(WRITTEN INSTRUCTION) Give back exactly the lines that run from the line containing "Target: pink floral fabric" through the end of the listing below. Leave out every other line.

[Dataset rows on where objects appear]

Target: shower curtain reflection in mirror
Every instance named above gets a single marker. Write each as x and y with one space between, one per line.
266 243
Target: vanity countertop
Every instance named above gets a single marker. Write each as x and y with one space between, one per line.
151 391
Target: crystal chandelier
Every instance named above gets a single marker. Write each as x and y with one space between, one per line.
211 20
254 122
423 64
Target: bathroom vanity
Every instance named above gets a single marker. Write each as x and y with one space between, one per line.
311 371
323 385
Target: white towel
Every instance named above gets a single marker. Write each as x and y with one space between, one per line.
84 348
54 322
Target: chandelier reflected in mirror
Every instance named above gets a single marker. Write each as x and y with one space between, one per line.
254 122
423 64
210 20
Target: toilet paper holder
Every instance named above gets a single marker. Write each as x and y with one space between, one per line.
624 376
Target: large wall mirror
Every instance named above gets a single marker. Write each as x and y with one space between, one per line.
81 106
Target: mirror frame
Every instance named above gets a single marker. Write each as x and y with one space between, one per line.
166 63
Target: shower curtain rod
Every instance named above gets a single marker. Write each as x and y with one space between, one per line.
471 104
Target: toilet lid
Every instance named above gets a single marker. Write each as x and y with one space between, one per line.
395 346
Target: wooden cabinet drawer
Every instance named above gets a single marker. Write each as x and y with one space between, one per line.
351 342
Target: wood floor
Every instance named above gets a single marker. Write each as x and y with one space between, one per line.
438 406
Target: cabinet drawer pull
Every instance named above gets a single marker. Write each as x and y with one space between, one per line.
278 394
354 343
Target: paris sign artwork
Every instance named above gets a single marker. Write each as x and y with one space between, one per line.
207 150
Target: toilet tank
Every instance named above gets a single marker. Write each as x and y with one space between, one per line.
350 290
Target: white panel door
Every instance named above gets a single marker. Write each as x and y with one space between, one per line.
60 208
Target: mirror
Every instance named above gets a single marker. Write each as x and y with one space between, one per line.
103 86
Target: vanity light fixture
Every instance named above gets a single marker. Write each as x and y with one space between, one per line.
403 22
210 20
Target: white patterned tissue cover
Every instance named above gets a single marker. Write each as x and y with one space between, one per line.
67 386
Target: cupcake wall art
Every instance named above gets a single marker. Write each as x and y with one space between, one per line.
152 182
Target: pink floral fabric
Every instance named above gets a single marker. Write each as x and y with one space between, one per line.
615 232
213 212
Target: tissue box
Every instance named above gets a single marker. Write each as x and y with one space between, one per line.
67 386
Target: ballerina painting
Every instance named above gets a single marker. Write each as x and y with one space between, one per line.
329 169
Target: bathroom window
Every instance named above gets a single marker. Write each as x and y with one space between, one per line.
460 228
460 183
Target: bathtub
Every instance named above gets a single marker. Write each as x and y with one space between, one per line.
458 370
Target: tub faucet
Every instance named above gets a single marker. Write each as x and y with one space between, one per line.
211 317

(COMPLETE OUTPUT)
Target: pink floral fabric
Every instance named above gets a single marker. Write each as x and y with one space between, one per line.
615 232
213 212
Target: tissue box
Every instance named above gets a single marker. Write each as x and y with one space between, one per line.
67 386
Target: ballerina painting
Every instance named above gets a single marker. Write each as x and y with one space between, one per line.
329 169
Target: bathroom window
Every instance named above gets a single marker. Write each as x and y with one space between, one per line.
460 228
460 183
Target: bathtub
Every instance named above gets a single marker. Write each as x and y with one space between, one per line.
458 370
Target: tub faucet
Every instance named above gets a single marker. Write each as x and y with one space between, one per line.
211 317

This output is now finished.